__EXERCISE BRIEF__. Edit the passage on surveillance ownership costs below from "As customers look" up to and including "data – increases.", putting "sensors" in place of "cameras".

__DOCUMENT SEGMENT__.
Understanding the Financial Total Cost of Ownership for Data Analytics and Surveillance

As customers look to increase the amount of surveillance collected to drive more informed business, operational and security decisions, the cost of deploying more cameras – as well as the cost associated with storing this data – increases.

It is estimated that organizations and agencies across the globe will continue to deploy solutions at a rapid rate. Therefore, organizations and stakeholders must consider the total cost of ownership of a surveillance system, as well as the associated storage requirements at the time of purchase.

The industry focuses too much on up-front capital costs and can tend to ignore the rest.

In the current customer environment, the total cost of ownership for surveillance systems, can be broken down into these main areas:

  • Hardware and software
  • Installation
  • Operations and administration
  • End-user productivity
  • Cost of Loss

Saving Costs can be distributed differently.

__EXTRACTED DATA__.
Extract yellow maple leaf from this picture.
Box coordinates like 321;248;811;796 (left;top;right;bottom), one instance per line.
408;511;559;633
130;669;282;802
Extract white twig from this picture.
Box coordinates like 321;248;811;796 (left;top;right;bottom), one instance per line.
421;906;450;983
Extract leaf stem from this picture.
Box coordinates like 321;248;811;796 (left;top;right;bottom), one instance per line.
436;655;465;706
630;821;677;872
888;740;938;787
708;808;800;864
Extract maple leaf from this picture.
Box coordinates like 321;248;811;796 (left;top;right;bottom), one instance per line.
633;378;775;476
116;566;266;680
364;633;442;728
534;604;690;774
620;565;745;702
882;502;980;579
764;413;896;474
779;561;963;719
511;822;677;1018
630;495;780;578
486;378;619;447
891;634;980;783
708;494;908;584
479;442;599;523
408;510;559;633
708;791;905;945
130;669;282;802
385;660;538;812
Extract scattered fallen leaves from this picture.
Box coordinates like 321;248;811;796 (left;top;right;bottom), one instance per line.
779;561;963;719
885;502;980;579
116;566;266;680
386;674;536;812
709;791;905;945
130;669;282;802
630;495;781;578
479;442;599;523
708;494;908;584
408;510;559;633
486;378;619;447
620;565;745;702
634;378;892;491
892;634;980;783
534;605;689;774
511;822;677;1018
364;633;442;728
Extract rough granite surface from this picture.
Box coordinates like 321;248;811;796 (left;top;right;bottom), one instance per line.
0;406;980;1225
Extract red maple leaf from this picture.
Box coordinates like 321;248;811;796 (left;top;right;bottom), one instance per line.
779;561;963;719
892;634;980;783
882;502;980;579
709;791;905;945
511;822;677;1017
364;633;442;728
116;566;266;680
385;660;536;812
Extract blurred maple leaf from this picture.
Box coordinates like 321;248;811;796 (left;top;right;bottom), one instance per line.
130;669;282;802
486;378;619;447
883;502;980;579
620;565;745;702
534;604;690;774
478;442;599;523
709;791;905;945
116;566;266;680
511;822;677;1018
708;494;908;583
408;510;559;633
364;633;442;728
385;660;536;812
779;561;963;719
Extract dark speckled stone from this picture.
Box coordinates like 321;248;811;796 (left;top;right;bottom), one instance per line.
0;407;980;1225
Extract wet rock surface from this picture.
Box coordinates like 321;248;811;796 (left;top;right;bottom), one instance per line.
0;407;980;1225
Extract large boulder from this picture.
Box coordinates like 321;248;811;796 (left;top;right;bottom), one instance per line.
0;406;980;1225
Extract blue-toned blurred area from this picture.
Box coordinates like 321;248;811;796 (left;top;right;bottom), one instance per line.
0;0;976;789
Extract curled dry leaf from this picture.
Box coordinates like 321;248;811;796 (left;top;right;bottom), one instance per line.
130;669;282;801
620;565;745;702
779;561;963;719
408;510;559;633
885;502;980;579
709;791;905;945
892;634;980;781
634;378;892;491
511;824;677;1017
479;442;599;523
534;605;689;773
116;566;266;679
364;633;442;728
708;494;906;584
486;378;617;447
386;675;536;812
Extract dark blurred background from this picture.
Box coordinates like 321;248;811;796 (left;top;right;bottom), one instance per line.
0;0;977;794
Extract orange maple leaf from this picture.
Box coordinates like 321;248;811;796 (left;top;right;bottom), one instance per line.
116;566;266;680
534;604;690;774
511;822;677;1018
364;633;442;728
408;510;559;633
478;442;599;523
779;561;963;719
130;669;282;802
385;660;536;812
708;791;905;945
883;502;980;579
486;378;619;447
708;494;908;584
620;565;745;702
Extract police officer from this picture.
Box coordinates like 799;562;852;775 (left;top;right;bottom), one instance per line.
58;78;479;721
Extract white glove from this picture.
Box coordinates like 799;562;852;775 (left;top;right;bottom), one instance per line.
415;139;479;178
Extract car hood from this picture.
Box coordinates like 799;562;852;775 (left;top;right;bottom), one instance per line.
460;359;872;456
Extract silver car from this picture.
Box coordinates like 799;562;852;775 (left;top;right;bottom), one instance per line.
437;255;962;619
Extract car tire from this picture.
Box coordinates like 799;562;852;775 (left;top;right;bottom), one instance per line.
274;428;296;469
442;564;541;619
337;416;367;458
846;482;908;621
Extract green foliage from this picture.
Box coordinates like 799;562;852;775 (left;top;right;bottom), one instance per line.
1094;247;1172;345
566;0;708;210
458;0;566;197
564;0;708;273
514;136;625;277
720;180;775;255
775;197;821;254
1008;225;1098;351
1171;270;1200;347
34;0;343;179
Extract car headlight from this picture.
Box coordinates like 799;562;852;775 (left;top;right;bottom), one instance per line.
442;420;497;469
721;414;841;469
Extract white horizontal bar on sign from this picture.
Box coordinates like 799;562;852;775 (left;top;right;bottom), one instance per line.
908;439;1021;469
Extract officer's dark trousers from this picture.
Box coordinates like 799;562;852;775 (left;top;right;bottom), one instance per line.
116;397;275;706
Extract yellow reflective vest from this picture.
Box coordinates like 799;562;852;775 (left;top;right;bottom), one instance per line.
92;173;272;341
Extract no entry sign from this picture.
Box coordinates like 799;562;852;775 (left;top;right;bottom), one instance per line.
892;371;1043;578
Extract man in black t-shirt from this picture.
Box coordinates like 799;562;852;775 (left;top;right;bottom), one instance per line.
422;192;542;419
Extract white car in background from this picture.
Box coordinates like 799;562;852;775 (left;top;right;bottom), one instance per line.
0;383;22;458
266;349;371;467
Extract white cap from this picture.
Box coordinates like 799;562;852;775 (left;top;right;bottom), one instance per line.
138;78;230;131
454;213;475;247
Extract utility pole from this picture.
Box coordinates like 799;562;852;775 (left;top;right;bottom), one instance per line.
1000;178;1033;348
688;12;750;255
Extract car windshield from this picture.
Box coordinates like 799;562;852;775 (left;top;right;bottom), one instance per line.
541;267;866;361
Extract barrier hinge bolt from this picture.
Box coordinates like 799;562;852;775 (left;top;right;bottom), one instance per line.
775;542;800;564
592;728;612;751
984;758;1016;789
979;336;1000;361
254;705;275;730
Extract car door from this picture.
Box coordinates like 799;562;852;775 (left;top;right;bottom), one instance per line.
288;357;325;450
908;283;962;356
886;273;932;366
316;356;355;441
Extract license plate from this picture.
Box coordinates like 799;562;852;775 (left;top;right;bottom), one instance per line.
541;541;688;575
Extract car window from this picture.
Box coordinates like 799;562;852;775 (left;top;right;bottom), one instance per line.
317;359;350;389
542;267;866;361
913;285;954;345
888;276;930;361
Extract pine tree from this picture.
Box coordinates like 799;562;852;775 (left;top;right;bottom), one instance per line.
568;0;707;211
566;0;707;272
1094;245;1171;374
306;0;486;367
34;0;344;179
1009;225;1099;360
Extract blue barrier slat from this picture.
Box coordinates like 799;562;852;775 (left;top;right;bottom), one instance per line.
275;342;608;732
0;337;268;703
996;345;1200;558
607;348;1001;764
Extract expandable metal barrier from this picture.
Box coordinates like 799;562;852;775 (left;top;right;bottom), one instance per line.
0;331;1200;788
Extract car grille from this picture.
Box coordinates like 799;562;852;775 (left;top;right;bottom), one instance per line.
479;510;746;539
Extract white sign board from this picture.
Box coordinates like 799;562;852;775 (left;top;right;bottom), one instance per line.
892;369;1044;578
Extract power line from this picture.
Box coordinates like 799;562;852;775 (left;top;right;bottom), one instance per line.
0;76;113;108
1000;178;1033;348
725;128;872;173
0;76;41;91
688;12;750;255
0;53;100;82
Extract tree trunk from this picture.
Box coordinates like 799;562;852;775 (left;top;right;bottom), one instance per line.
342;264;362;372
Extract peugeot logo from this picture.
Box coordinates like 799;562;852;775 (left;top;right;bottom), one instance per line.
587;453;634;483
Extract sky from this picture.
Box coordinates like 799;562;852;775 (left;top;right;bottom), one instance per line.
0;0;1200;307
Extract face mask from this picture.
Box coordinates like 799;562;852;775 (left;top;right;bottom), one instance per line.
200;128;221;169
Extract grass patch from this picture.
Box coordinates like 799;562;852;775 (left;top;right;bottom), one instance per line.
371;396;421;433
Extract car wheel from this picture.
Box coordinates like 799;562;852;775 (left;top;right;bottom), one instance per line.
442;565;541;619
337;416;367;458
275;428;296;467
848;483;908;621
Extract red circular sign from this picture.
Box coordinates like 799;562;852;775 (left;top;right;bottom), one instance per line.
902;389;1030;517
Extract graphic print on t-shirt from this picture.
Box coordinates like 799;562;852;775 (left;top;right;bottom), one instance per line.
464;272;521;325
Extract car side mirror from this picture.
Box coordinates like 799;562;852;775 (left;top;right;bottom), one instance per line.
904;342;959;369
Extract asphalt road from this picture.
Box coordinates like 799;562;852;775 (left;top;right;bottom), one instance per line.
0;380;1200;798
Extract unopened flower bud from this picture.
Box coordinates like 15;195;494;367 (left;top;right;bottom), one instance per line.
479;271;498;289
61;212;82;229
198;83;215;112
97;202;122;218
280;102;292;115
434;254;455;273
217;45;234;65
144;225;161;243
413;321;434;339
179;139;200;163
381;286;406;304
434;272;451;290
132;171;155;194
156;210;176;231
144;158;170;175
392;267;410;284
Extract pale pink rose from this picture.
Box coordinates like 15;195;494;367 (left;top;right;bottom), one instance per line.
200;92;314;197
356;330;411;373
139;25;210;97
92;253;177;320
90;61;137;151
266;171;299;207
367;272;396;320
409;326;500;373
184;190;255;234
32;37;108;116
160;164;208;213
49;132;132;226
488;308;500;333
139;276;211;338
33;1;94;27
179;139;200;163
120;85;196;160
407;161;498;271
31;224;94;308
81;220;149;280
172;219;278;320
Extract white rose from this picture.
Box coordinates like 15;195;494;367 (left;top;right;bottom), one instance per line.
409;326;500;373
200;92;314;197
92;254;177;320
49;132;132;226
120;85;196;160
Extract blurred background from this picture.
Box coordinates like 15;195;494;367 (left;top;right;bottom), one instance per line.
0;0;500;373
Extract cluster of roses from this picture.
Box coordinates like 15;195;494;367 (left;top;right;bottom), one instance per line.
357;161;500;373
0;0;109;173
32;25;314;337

__PROBLEM SOLUTION__.
As customers look to increase the amount of surveillance collected to drive more informed business, operational and security decisions, the cost of deploying more sensors – as well as the cost associated with storing this data – increases.